EXERCISE DIRECTIONS
Copy each line of the following data that contains "leather".

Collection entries
■ ■ ■ ■
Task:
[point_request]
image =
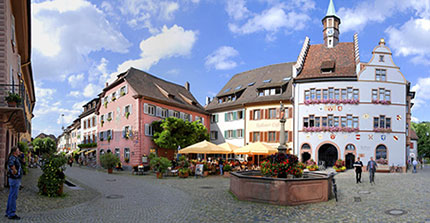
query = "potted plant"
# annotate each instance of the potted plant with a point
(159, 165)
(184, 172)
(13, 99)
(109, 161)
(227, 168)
■ ■ ■ ■
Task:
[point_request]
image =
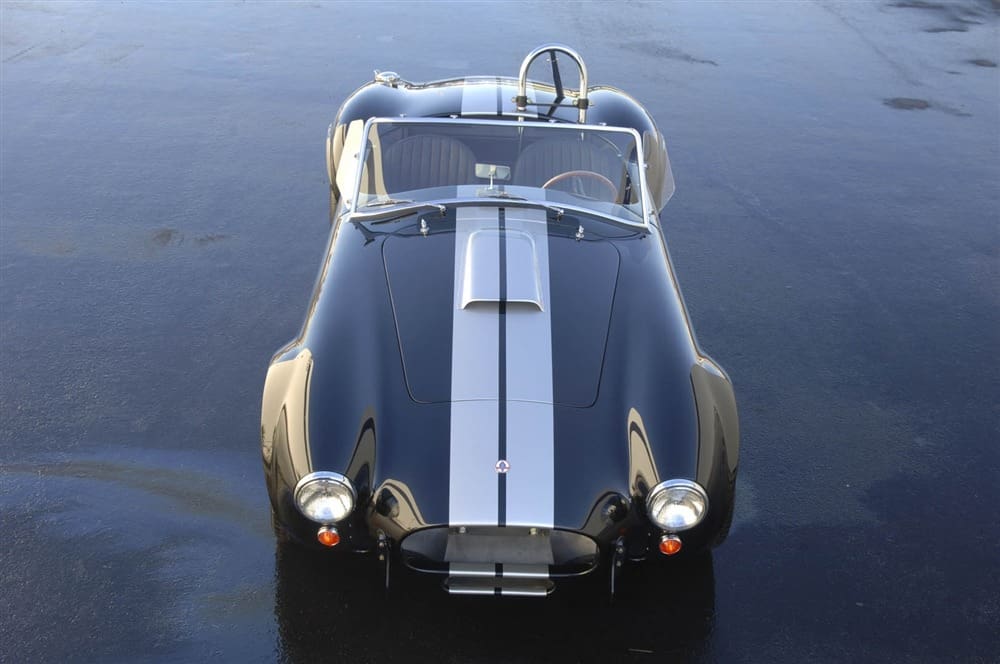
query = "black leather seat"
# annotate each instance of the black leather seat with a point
■ ■ ■ ■
YOUR RESPONSE
query = "black leather seat"
# annotate each instance of the black leather seat with a point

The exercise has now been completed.